- [Short problem]:
Extract every line of the material below and reproduce it faithfully.

Named object pointing entries:
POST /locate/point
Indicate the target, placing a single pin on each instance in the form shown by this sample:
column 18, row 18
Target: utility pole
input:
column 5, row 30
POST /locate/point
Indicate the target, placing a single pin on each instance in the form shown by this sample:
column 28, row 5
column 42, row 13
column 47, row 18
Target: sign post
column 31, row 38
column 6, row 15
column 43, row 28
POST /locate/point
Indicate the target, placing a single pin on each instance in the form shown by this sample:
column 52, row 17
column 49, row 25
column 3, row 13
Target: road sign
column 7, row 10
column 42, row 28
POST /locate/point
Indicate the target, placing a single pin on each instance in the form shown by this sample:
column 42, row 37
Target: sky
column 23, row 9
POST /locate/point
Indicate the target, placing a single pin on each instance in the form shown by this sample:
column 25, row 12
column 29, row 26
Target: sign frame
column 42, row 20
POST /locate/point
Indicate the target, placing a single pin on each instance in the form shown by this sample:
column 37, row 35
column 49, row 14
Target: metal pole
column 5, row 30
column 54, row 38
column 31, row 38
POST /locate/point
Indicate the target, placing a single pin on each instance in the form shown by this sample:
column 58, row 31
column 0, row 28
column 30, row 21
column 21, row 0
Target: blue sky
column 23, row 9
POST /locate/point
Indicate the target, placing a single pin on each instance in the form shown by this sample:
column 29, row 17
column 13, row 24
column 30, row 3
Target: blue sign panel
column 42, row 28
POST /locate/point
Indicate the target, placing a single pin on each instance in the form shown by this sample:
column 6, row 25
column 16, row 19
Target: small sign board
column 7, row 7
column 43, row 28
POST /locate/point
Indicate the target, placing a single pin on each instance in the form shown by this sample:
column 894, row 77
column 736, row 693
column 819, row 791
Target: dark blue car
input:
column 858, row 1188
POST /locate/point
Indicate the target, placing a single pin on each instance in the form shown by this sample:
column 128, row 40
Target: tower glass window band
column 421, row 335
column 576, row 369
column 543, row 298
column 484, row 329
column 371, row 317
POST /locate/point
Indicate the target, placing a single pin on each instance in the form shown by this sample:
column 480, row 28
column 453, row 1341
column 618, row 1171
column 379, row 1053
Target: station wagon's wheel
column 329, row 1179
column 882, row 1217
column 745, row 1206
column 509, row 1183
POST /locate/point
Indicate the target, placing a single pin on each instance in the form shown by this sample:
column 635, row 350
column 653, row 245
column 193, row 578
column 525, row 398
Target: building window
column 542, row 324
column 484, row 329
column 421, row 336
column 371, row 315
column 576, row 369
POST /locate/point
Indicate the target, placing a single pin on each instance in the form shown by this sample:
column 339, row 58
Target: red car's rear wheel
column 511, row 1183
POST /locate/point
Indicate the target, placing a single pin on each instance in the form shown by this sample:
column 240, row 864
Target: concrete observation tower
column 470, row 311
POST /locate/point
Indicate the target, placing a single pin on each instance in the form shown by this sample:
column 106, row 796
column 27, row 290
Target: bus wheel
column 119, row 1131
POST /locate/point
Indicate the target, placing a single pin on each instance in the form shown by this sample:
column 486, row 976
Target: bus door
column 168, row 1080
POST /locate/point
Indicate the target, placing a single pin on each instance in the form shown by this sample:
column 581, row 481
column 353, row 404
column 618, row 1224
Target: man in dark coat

- [Finished task]:
POST /locate/point
Indicate the target, placing a single pin on each instance in the form shown by this sample:
column 18, row 18
Target: utility pole
input:
column 5, row 30
POST /locate/point
Indicate the target, placing a single pin on each instance in the form shown by this sample:
column 28, row 5
column 42, row 13
column 47, row 18
Target: sign post
column 31, row 38
column 6, row 15
column 43, row 28
POST /locate/point
Indicate the target, placing a single pin on each instance in the form shown by this sample:
column 52, row 17
column 49, row 25
column 3, row 13
Target: road sign
column 7, row 10
column 42, row 28
POST /locate/point
Indicate the target, placing a single pin on each instance in the form shown by this sample:
column 42, row 37
Target: sky
column 23, row 9
POST /locate/point
Indicate the target, placing a single pin on each instance in the form shown by this sample:
column 25, row 12
column 29, row 26
Target: sign frame
column 42, row 20
POST /locate/point
Indicate the target, placing a single pin on each instance in the form shown by this sample:
column 37, row 35
column 49, row 14
Target: metal pole
column 5, row 30
column 54, row 38
column 31, row 38
POST /locate/point
Indicate the target, placing a single pin on each instance in the form shown by this sample:
column 58, row 31
column 0, row 28
column 30, row 21
column 21, row 0
Target: blue sky
column 23, row 9
POST /locate/point
Indicate the target, placing a single pin on each instance in the form shown by this sample:
column 29, row 17
column 13, row 24
column 30, row 3
Target: blue sign panel
column 42, row 28
POST /locate/point
Indicate the target, placing a single pin on each instance in the form shown by this sample:
column 6, row 25
column 16, row 19
Target: small sign board
column 7, row 7
column 43, row 28
POST /locate/point
Indicate the target, placing a single pin on each instance in the form shown by this sample:
column 894, row 77
column 736, row 693
column 819, row 791
Target: dark blue car
input:
column 858, row 1188
POST /locate/point
Indicate the target, placing a single pin on each instance in the form shown by this sample:
column 128, row 40
Target: tower glass window band
column 421, row 335
column 576, row 369
column 543, row 298
column 484, row 329
column 371, row 317
POST /locate/point
Indicate the target, placing a single pin on each instance in the form shown by this sample:
column 480, row 28
column 453, row 1341
column 618, row 1171
column 379, row 1053
Target: station wagon's wheel
column 329, row 1179
column 882, row 1217
column 745, row 1206
column 509, row 1183
POST /locate/point
Indicate the target, placing a single pin on each instance in the form shown by this sample:
column 635, row 350
column 653, row 245
column 193, row 578
column 525, row 398
Target: building window
column 542, row 324
column 484, row 329
column 421, row 336
column 371, row 315
column 576, row 369
POST /locate/point
Indicate the target, placing a single pin on each instance in the form shown by this sample:
column 339, row 58
Target: red car's rear wheel
column 511, row 1183
POST /locate/point
Indicate the target, placing a single pin on each instance in the form shown by this sample:
column 240, row 864
Target: concrete observation tower
column 470, row 311
POST /locate/point
Indicate the target, placing a single pin on each instance in the form shown by this sample:
column 106, row 796
column 27, row 290
Target: bus wheel
column 119, row 1131
POST /locate/point
Indicate the target, placing a single pin on each instance in the form shown by this sample:
column 486, row 976
Target: bus door
column 168, row 1080
POST /locate/point
Indicate the target, placing a single pin on each instance in the form shown by this sample:
column 581, row 481
column 353, row 404
column 618, row 1224
Target: man in dark coat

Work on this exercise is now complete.